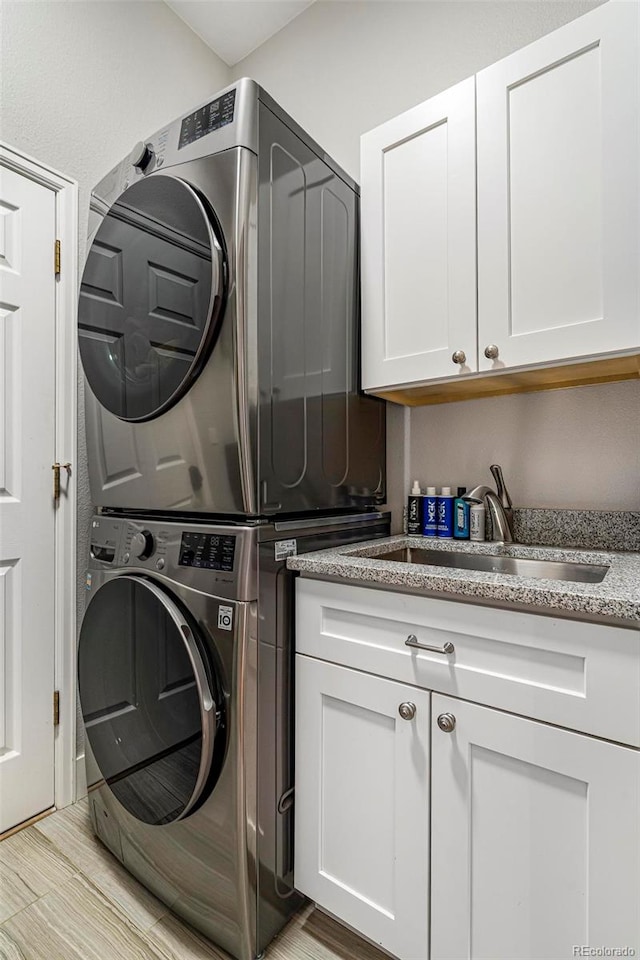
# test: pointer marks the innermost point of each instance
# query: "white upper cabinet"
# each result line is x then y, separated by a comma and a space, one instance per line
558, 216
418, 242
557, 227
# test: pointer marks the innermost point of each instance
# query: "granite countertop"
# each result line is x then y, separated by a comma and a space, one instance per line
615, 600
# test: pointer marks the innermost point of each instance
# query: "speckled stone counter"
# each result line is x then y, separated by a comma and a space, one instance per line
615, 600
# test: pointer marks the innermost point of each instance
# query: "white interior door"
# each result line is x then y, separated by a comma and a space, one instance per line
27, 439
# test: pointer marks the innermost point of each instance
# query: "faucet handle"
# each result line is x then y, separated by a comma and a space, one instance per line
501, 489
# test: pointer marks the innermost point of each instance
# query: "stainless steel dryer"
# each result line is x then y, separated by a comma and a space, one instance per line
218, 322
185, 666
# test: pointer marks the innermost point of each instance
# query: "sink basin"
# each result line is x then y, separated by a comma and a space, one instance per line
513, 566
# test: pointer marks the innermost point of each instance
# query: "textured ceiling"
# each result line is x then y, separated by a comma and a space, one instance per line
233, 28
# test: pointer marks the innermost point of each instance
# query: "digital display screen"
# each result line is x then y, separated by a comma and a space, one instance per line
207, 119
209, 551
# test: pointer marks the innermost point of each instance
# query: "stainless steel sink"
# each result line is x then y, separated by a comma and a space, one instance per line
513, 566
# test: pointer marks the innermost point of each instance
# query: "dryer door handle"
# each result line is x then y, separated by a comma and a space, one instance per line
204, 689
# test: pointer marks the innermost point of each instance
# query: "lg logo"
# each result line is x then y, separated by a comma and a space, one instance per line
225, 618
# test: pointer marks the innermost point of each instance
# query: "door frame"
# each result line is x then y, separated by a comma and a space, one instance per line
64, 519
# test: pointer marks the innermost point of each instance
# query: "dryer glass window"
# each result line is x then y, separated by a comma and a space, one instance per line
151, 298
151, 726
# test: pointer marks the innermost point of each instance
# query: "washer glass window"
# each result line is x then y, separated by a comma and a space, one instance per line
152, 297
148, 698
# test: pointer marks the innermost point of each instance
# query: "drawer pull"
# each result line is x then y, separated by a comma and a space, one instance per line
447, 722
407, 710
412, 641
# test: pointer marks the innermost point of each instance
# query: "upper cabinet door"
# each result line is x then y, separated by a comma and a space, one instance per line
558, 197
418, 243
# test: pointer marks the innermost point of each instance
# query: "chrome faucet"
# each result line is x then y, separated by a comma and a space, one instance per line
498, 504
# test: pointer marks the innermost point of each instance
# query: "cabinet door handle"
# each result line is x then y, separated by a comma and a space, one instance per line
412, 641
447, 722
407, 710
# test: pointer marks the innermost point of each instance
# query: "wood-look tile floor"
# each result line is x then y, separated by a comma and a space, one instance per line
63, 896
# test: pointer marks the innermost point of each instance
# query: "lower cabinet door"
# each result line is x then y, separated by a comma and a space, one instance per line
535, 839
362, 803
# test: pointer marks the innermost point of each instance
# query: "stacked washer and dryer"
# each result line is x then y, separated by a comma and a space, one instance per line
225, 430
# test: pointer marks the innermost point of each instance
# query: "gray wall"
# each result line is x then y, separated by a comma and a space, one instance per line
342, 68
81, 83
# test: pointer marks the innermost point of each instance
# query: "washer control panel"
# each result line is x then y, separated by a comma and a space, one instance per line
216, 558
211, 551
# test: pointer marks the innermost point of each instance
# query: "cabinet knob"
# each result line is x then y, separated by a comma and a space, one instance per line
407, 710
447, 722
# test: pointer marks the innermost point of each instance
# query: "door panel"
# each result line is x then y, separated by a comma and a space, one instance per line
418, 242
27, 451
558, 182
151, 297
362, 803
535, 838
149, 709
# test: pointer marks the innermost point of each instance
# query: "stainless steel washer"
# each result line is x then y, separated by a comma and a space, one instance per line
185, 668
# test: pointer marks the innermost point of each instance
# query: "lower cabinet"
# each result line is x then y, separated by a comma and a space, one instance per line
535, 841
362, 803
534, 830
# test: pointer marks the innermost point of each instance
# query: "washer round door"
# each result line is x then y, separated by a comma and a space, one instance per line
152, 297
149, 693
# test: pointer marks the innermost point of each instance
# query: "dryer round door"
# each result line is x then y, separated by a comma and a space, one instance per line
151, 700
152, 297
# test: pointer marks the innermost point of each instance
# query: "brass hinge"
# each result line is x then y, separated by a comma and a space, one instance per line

*Problem details*
The answer must be the full listing retyped exactly, with no pictures in it.

*Written response*
# test: pointer marks the innermost point of each instance
# query: "white upper cabinet"
# each result line is x then y, separated by a comma and a space, one instance per line
558, 216
418, 242
557, 227
# test: pointer marks the innermost point of each instance
# query: "granite countertop"
# each result line is x then y, separated by a comma and a space, one instance per line
615, 600
# test: pointer marks the innermost point of each instance
# query: "speckled stone counter"
# each result line is x then y, separated by a comma and a space, one instance per line
615, 600
# test: pointer marks the innermost point of each instance
# query: "white interior door"
# each result line is x then y, separated by a comma and a space, one instance per line
27, 439
# test: pointer marks the innermost point of each instance
# query: "faucet handle"
# each result line is x then y, separated by a comma and a space, one instance per line
501, 489
# test: pointer marks the innermost point of each instance
# query: "stainless steel dryer"
# each result line is x then y, separated by a comma and a space, one instance per line
218, 322
185, 666
# test: pointer marks the innermost point of each instance
# query: "sink basin"
# each result line is x then y, separated by a comma and a space, one instance per line
513, 566
# test: pointer marks the innermost point of each instance
# query: "textured ceiling"
# each result line is x then y, separated by a comma and a space, one instance per line
233, 28
# test: pointer marks the innermost point of each instance
# query: "digital display screen"
# each result line is x then y, separated by a comma and a space, one instance per line
207, 119
209, 551
# test: pointer marks the innermost point of each instance
# query: "stainless steel sink"
# each result line is x then y, separated by a comma and a space, one instance per line
513, 566
# test: pointer marks the innermost point of each instance
# query: "dryer door handle"
# each result line is x then y, separated by a comma and a space, one instance per line
204, 689
# test: pointer marks the innermost point of each instance
# query: "lg logo"
# each result line is x then y, separated by a comma and a space, one instance per line
225, 618
# test: pointer marks the innermost point of each instance
# query: "door frame"
# each result line is x then y, separated by a comma and a space, one instance per line
64, 519
# test: pointer marks the innermost point of each instance
# query: "dryer glass window"
# each result line is x then y, separated by a comma and a space, one instance per line
151, 298
151, 726
# test: pointer marks the innermost point of each instance
# query: "washer glass window"
# each result line is x then y, separated by a comma and a space, one instance per line
152, 297
148, 698
# test: pointer marks the innermost point of each instance
# query: "drawer pull"
# each result line is x then y, separated by a comma and a space, one instance per line
447, 722
407, 710
412, 641
# test: pointer marks the innermost point of each instance
# query: "upper cabinet door"
# each result line is x then y, separated by a comma and a space, one instance per line
558, 197
418, 243
# test: pointer marks the innermost point of each instance
# query: "chrome faucet"
# each result line is x then y, separated by a comma and a space, one instance per line
498, 504
# test: pointer marks the innermost point of each instance
# query: "cabinet door handle"
# each result line is x then y, separated by a comma and a space, one instance per line
412, 641
447, 722
407, 710
# test: pointer marks the innermost point of each instance
# query: "wood-look tile floor"
# each result line is x then y, separated by a comma and a space, one instance per line
63, 896
# test: pointer marks the innermost point of each instance
# query: "lower cabinet door"
# each result line is x then y, separated by a comma and a space, one instance per line
535, 839
362, 803
# test: pointer marks the innermost point of each instance
# query: "stacked washer and dryer"
# each result line is x then y, separated by a comma and a space, one instance per line
225, 430
# test: pointer marks the innermost point of each instance
# query: "gray wall"
# each result line is x then y, separated by a comma and a space, one instance per line
342, 68
81, 83
# test: pointer marks the innermost point of each instance
# query: "washer control panel"
# each result line is x then y, separated by a comma and a space, one instance per line
216, 558
211, 551
# test: pointer marks the innermost point of each instance
# query: "cabinet knob"
# each result line is x then y, separated by a comma and a space, one instance per line
407, 710
447, 722
# test: pointer marks the innermost point of each instance
# query: "door panel"
# each result line is x then y, separated by a comma and a space, one instance per line
418, 242
27, 451
558, 182
151, 297
362, 803
535, 838
149, 709
# test: pointer marks the innermost point of each instance
# query: "stainless steel washer"
# each result line is x then y, separated by a comma and a space, one instance per line
185, 668
# test: pointer marks the innermost point of each instance
# query: "lower cabinet"
# each result line is x then y, separated by a comma and a space, one instance per line
535, 841
362, 803
534, 830
# test: pointer marks the innermost point of each instance
# query: "washer round door"
# each result line is x then y, separated by a comma and a space, one instance per line
152, 297
149, 693
# test: pointer marks the innermost point of each instance
# query: "dryer round door"
# each result line is x then y, separated by a comma and a space, one instance per line
151, 700
152, 297
# test: pointer marks the innermost point of each instance
# query: "brass hinge"
# each result line is x then y, separated by a comma and a space, one instance per line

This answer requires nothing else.